Provide the data again in its entirety, exactly as given.

━━━━━ Extracted material ━━━━━

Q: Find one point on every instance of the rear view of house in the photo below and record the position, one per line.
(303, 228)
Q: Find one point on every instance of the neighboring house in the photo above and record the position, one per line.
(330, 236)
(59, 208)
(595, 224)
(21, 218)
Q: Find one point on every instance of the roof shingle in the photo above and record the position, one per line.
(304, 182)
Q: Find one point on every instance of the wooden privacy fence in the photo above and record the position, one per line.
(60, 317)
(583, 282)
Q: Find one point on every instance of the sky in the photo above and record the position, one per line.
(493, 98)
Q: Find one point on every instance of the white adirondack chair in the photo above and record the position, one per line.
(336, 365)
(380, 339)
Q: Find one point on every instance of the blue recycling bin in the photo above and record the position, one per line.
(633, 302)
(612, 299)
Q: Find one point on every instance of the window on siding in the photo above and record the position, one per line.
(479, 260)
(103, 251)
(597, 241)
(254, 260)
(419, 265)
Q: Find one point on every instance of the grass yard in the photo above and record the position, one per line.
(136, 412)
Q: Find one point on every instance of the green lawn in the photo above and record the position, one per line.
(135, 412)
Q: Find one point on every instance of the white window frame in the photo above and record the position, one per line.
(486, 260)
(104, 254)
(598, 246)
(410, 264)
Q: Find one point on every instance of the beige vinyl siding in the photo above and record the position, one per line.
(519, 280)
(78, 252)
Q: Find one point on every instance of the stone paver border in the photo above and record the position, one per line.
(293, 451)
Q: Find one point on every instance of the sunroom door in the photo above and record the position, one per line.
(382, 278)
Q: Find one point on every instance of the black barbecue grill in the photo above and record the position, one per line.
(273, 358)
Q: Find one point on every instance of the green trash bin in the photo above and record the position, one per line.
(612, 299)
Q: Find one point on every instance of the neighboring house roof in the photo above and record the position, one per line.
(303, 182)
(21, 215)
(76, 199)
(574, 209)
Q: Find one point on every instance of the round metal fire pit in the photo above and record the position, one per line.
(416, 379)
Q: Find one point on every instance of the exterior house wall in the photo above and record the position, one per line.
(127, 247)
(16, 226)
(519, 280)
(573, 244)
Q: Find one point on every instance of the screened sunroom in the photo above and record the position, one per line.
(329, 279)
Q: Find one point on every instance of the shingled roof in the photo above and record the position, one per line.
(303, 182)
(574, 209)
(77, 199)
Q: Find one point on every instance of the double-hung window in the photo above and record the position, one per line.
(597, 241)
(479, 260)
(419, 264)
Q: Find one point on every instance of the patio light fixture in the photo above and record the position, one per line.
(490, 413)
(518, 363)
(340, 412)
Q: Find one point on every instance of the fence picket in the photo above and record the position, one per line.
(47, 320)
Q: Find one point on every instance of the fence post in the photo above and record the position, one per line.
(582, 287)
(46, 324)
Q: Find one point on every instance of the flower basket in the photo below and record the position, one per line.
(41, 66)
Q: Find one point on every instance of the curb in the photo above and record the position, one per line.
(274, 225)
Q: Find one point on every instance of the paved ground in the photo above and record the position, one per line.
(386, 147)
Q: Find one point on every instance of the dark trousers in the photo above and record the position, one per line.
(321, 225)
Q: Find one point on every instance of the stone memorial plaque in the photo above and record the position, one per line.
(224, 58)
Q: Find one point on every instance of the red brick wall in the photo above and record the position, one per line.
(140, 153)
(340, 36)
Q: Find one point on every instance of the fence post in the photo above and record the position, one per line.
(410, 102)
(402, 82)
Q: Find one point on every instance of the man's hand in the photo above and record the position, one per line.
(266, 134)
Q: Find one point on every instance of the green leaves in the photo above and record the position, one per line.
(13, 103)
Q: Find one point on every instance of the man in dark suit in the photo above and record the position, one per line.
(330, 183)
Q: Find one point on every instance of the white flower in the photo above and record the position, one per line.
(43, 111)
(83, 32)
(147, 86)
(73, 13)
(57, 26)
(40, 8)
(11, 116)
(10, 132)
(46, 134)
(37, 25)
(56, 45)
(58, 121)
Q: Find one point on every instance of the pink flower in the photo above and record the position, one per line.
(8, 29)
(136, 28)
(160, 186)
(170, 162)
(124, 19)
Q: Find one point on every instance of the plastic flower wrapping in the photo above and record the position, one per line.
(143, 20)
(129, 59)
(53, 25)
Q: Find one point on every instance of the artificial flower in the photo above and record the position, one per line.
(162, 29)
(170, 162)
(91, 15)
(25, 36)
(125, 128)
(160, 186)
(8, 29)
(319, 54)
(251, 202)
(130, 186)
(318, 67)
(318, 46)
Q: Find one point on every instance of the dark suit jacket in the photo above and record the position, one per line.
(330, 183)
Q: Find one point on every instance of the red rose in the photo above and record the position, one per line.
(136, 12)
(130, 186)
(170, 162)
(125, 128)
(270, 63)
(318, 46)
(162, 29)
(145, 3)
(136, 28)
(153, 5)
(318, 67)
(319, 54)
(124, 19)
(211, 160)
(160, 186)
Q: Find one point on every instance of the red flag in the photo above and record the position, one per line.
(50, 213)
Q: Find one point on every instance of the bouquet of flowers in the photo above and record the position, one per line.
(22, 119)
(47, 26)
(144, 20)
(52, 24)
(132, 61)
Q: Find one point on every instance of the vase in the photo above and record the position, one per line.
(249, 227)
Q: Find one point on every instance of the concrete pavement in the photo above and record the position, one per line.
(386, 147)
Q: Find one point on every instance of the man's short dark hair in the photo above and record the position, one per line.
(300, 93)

━━━━━

■ Result ■
Q: Find one point on every instance of the rear view of house in the photo below and record the position, one per line.
(303, 228)
Q: Find one point on every instance of the neighboring house in the photo above and record the position, one per line.
(330, 236)
(59, 208)
(595, 224)
(21, 218)
Q: Find one point on every instance of the roof shingle in the photo above and record the position, one per line.
(304, 182)
Q: Find one point on every instance of the wooden privacy fence in the photo above and record the position, one per line.
(60, 317)
(583, 282)
Q: Find one point on every instance of the sky in the photo above and record the position, one per line.
(493, 98)
Q: Find one point on every instance of the white adirondack chair in the photo above and record the position, one per line.
(336, 365)
(380, 339)
Q: Find one point on every instance of the blue recycling bin in the photo above and record the position, one per line.
(633, 302)
(612, 299)
Q: Find one point on every instance of the window on siding in the photo above and record the position, one per line.
(479, 260)
(103, 251)
(597, 241)
(254, 260)
(419, 265)
Q: Find one point on every instance of the grass yard in the photo above and record the position, one per line.
(136, 412)
Q: Find one point on every instance of the green lawn in the photo above and record the position, one per line.
(135, 412)
Q: Find one point on every instance of the white window frame in the photo above and record the position, one per line.
(486, 260)
(104, 254)
(598, 246)
(410, 264)
Q: Find one point on every instance of the beige vinyl siding in the photo above and record the position, one per line.
(519, 280)
(78, 252)
Q: Find one point on every instance of the stone paver border in the photo above and record the position, one per line.
(293, 451)
Q: Find one point on every instance of the sunroom door in the photo above and record the position, one per line.
(382, 278)
Q: Find one point on every instance of the black barbecue grill in the photo above and record the position, one per line.
(273, 358)
Q: Find one point on every instance of the green trash bin in the photo above and record the position, one per line.
(612, 299)
Q: Find one point on every instance of the neighboring house roof in the photo above and record the position, one per line.
(303, 182)
(21, 215)
(76, 199)
(574, 209)
Q: Find one point on every instance of the round metal fire pit in the photo above and record the position, one per line.
(416, 379)
Q: Find one point on every instance of the exterior house wall in the photo above and record the position, one per line.
(127, 247)
(16, 226)
(519, 280)
(573, 244)
Q: Find one point on every instance of the screened sunroom in the photo above and record the position, one per line.
(329, 279)
Q: Find one point on every instance of the shingled roof in the photo above and record the position, one per line.
(303, 182)
(574, 209)
(77, 199)
Q: Find one point on every instance of the double-hung window in the photo above and record the position, one per line.
(597, 241)
(479, 260)
(419, 264)
Q: Find one point on every instance of the patio light fixture in the photo above and record the position, one per line.
(490, 413)
(518, 363)
(340, 412)
Q: Find one point on every instance of the fence picket in the photo above and record the position, one per line.
(47, 320)
Q: Find one point on every instance of the fence post in the photo above and record the position, one per line.
(582, 287)
(46, 324)
Q: Find one point on every instance of the flower basket in the photo below and record the position, one per line.
(41, 66)
Q: Find one point on every instance of the curb in the photo above and record the position, one per line.
(274, 225)
Q: Find one point on every instance of the paved ground in the photo above and record the position, one per line.
(386, 147)
Q: Find one point on every instance of the dark trousers in the photo above and record the position, one per line.
(321, 225)
Q: Find one point on every instance of the stone memorial plaque in the photo above and record the position, one per line.
(224, 58)
Q: Find one point on every instance of the red brick wall in the photo above and record the position, one per line.
(140, 153)
(340, 36)
Q: Find one point on every instance of the fence post in the photo above and record the position, one per line.
(410, 102)
(402, 82)
Q: Find one point on every instance of the man's hand in the photo above and record the position, one per line.
(266, 134)
Q: Find one point on every instance of the green leaves in the photo above and record the position, one per line.
(13, 103)
Q: Find one point on every instance of the man in dark suit in the photo above and record the position, one per line.
(330, 183)
Q: Find one point on every instance of the white flower in the photo above and record the position, one per line.
(43, 111)
(83, 32)
(147, 86)
(73, 13)
(57, 26)
(40, 8)
(11, 116)
(10, 132)
(46, 134)
(37, 25)
(56, 45)
(58, 121)
Q: Find one point on every instance of the pink flower in the photo above and record the position, one per line.
(8, 29)
(136, 28)
(160, 186)
(170, 162)
(124, 19)
Q: Find one point on every instance of the plastic flower wrapping in the photo above and record the position, one per line.
(143, 20)
(129, 59)
(53, 25)
Q: Find one point on every instance of the artificial flower in the photo above and record the position, one per line.
(162, 29)
(170, 162)
(91, 15)
(25, 36)
(125, 128)
(160, 186)
(8, 29)
(319, 54)
(251, 202)
(130, 186)
(318, 67)
(318, 46)
Q: Find one point on every instance of the dark suit jacket in the photo above and record the position, one per line.
(330, 183)
Q: Find one point on every instance of the red rose in the photo above and record the position, one per line.
(136, 12)
(130, 186)
(170, 162)
(125, 128)
(270, 63)
(318, 46)
(162, 29)
(145, 3)
(136, 28)
(153, 5)
(318, 67)
(319, 54)
(124, 19)
(211, 160)
(160, 186)
Q: Find one point on every instance of the red flag in the photo above and record the position, one per line.
(50, 213)
Q: Find one point on every instance of the bouquet of flowers in the photo above and record the position, one per line.
(22, 119)
(47, 26)
(144, 20)
(52, 24)
(132, 61)
Q: Find one point on every instance of the vase in the photo above and record the position, one per line.
(249, 227)
Q: Find one point on every instance of the concrete pavement in the photo above and record the position, one per line.
(386, 147)
Q: Find one point on every instance of the man's short dark hair in the photo above and record the position, one per line.
(300, 93)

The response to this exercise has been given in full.